▶ Excerpted records
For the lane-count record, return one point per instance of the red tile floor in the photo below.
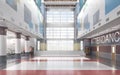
(63, 67)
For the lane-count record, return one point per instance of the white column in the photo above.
(3, 45)
(27, 44)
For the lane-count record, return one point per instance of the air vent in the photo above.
(20, 24)
(12, 19)
(118, 13)
(107, 19)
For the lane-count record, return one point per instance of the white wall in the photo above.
(18, 16)
(90, 7)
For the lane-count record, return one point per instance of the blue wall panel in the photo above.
(86, 23)
(28, 17)
(110, 5)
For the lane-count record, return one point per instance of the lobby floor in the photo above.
(60, 66)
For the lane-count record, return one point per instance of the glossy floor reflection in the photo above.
(60, 66)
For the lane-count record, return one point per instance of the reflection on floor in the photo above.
(60, 66)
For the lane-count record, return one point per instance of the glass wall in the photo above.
(60, 37)
(60, 17)
(60, 33)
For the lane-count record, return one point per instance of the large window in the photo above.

▶ Exercise prompt
With images left out, the data must be transcribed exactly.

▶ Your solution
For the lane-count record, return one point per instance of the red tile floor in the photo below.
(63, 67)
For the lane-count record, return one point per instance of the white column in the photo above.
(3, 45)
(27, 44)
For the lane-count record, return one point per instance of the air vent in the photo above.
(20, 24)
(12, 19)
(118, 13)
(107, 19)
For the lane-count record, return one point per instance of the white wall in the photo above.
(18, 16)
(90, 7)
For the lane-count record, return one point per instance of the blue wall panel in the photo above.
(86, 23)
(28, 17)
(110, 5)
For the lane-count record, return one point per instance of the lobby floor in the photo above.
(60, 66)
For the lane-count record, return one point per instance of the glossy floor reflection in the photo above.
(60, 66)
For the lane-count record, return one point per instance of the reflection on floor in the photo above.
(60, 66)
For the lane-count record, return one point per instance of the glass wall in the photo above.
(60, 37)
(60, 17)
(60, 33)
For the lane-count record, return one point per instance of the large window in the photo above.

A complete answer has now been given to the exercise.